Selected excerpt –
-- Start --
Tomorrow I will attempt my first All-Grain batch. I currently have around
10 Extract batches notched on my brewers belt. I have gained a tremendous
amount of knowledge from this forum and appreciate all the people who assist
us neophytes. Having said that I am at a point of confusion regarding me brew tomorrow. I have been reading tons of post and doing searches to clarify my position. My biggest issue right now concerns Batch Sparging. After all the reading I have determined this is the best option for me. The only problem is the fact I cannot find one good explanation of this process. I see some that do multiple sparges and some that put all the water in at one time. So I have the following questions.

1. After the 60 min initial rest do I completely drain the Mash Tun?
2. Do I dump the sparge water in and stir the grain bed?
3. How long do I let the grain bed rest before taking second runnings?
4. What is the most accurate software to use on brew day?
5. I have heard some talk about dumping boiling water in on the
second runnings, I thought this was a bad thing regarding tannins.

I have a good understanding of what to do leading up to the first runoff and after everything is collected. The exact procedure I should use for collecting
is where I get confused. I know I am asking a lot of questions so I appreciate
the patience.
-- End --
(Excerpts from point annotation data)
-- Start --
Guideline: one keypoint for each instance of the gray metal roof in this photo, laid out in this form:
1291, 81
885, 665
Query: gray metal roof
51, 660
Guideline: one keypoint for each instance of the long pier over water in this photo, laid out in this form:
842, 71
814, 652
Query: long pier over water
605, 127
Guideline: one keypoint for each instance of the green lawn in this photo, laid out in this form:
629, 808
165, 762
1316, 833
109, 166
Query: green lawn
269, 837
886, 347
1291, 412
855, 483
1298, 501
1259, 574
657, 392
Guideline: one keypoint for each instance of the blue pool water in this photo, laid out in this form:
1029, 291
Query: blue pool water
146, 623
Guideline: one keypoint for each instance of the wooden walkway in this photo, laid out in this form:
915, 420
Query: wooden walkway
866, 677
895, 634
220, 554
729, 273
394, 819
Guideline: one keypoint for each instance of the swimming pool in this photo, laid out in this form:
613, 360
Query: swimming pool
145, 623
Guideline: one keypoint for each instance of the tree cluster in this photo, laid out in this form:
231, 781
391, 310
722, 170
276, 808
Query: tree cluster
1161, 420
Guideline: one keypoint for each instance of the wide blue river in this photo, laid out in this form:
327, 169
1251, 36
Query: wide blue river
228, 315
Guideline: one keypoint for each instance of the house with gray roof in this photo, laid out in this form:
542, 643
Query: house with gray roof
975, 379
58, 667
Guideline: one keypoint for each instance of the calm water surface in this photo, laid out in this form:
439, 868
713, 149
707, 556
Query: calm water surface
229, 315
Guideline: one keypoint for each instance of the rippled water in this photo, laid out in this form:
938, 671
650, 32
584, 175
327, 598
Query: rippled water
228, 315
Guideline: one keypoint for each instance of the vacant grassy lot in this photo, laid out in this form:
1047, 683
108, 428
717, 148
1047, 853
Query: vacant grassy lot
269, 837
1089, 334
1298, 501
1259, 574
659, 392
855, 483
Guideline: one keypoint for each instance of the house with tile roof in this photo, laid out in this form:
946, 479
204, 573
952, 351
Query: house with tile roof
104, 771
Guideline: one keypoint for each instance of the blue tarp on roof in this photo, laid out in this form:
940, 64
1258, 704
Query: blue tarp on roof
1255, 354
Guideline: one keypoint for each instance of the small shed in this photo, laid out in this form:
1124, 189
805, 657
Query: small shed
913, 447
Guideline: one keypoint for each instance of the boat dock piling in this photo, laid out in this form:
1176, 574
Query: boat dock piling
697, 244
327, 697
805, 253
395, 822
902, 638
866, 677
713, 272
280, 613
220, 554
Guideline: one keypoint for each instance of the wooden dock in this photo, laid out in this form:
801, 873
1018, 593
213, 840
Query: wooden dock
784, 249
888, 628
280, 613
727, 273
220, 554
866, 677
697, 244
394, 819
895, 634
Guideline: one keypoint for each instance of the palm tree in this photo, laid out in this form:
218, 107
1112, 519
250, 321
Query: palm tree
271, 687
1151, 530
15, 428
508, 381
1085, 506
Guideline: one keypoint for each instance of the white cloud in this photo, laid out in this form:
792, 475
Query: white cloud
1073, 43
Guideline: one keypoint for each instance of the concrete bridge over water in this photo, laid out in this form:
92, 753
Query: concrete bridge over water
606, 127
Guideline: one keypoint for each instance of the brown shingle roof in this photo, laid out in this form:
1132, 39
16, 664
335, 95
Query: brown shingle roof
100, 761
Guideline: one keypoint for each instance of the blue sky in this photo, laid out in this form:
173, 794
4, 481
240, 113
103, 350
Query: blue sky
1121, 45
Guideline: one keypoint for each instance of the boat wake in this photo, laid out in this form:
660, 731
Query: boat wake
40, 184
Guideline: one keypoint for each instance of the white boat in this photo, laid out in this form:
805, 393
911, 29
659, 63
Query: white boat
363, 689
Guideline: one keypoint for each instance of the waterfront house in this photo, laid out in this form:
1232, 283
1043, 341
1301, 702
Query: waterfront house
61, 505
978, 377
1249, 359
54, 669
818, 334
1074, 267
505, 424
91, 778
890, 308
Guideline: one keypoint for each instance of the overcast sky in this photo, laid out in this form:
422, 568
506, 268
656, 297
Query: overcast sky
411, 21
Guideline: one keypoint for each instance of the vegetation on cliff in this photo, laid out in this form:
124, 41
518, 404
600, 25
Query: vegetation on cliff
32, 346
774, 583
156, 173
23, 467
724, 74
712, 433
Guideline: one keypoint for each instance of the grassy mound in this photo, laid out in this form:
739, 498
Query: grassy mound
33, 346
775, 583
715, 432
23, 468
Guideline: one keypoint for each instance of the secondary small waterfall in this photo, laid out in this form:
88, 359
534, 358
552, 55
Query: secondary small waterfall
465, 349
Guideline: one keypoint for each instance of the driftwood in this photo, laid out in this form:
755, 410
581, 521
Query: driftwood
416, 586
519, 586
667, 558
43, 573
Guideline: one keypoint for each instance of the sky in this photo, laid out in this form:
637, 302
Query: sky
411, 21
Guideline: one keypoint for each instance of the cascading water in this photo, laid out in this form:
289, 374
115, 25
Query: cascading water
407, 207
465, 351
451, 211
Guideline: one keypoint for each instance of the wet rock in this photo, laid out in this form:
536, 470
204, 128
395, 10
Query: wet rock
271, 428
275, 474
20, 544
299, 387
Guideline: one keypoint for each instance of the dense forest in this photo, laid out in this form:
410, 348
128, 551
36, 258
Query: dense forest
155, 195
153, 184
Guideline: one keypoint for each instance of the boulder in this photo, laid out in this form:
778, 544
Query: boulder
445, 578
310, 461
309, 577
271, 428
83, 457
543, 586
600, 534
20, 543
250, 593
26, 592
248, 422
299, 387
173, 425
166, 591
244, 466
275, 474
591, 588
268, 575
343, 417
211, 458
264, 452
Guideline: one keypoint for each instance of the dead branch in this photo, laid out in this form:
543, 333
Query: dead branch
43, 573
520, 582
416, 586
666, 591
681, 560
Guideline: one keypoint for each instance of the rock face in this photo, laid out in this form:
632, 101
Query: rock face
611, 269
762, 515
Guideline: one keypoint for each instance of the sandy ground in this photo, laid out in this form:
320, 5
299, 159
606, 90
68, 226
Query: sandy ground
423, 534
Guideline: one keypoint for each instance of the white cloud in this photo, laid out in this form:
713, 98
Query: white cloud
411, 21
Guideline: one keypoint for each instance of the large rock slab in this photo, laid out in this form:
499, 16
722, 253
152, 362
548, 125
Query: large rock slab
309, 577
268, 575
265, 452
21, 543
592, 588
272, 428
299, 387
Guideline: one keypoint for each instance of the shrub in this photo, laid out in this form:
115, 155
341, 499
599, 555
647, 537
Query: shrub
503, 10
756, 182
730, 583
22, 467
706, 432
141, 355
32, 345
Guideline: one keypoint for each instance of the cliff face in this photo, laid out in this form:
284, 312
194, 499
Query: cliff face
-- End --
Written request 1 –
Decide whether each statement agrees with the homebrewing post, answering yes or no and quoting the deciding words: (a) The writer has brewed around 10 extract batches. (b) The writer has settled on batch sparging as the best option. (c) The writer is unsure what to do leading up to the first runoff.
Written request 2 –
Find every line of the records containing the string "shingle", and copy each one. Case counts.
The homebrewing post has no connection to the records.

Written solution 1 –
(a) Yes: "I currently have around 10 Extract batches notched on my brewers belt."
(b) Yes: "After all the reading I have determined this is the best option for me."
(c) No: "I have a good understanding of what to do leading up to the first runoff"

Written solution 2 –
Guideline: one keypoint for each instance of the brown shingle roof in this photo, laid out in this form:
Query: brown shingle roof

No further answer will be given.